══ RECORDS SUPPLIED

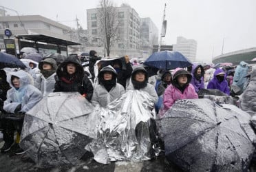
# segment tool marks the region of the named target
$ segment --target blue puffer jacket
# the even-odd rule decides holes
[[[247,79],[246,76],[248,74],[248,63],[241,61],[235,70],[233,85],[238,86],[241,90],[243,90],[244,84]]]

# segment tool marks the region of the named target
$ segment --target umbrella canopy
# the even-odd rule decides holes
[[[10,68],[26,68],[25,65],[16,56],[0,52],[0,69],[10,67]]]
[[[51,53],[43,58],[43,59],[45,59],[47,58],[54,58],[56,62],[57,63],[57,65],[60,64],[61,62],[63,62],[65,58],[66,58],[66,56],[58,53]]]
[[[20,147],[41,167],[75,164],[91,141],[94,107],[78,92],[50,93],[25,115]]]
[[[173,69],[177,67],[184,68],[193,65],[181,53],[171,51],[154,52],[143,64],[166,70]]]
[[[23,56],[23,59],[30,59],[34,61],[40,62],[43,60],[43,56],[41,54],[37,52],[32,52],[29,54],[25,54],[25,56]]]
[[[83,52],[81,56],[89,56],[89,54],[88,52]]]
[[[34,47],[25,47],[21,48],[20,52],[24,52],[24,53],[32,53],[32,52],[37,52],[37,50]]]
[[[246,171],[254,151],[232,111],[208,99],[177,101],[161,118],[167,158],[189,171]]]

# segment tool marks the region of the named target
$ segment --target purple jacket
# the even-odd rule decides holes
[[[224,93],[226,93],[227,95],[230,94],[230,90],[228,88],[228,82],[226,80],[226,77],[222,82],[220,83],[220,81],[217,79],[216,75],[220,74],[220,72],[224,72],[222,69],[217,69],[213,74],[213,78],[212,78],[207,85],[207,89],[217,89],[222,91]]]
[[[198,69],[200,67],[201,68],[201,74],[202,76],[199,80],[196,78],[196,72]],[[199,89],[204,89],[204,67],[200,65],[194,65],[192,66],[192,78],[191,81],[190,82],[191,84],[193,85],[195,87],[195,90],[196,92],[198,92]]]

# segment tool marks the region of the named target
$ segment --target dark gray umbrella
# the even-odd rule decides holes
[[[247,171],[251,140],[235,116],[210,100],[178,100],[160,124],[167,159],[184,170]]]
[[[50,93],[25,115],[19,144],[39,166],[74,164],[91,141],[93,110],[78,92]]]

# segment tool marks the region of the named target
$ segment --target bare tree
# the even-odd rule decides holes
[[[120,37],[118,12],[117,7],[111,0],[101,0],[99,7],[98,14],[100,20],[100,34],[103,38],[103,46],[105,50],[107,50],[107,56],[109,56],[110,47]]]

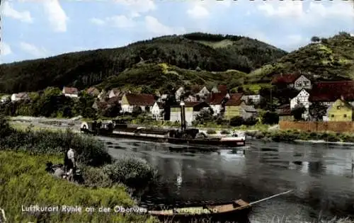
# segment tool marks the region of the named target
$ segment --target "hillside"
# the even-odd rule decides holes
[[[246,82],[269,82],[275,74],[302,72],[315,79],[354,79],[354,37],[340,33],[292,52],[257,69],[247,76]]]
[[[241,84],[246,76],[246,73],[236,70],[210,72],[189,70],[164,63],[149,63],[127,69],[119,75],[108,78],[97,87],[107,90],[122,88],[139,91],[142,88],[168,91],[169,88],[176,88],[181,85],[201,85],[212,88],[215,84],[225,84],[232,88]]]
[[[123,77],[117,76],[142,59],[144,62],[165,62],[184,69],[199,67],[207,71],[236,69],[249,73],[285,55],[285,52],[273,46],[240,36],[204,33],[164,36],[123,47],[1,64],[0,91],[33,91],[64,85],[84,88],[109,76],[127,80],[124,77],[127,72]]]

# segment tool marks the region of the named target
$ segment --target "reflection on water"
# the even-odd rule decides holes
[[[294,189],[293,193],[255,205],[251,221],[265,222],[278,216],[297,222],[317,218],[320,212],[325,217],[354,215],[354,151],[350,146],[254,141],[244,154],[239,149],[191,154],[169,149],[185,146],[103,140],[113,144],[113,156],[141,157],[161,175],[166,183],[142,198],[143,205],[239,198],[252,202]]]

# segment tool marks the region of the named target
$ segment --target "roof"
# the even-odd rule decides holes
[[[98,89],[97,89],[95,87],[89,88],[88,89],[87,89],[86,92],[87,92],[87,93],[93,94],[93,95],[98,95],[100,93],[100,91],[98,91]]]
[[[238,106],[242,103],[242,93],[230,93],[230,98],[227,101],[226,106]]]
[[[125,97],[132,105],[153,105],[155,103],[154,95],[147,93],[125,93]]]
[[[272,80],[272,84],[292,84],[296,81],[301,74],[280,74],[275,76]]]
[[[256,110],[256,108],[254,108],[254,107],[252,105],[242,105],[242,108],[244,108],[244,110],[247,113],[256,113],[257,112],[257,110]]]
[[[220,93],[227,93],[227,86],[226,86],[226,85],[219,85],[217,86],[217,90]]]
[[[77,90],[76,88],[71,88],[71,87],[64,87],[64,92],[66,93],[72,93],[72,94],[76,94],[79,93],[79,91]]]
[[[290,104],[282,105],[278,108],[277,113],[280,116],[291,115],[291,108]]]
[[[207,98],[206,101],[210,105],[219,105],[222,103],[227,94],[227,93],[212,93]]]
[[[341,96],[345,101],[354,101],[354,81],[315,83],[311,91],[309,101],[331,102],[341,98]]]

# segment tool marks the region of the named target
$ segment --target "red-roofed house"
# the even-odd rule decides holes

════

== PROBLEM DESCRIPTION ==
Identify each line in the records that contains the word "umbrella" and copy those lines. Case counts.

== REPLY ==
$ segment --target umbrella canopy
$ segment --target dark gray umbrella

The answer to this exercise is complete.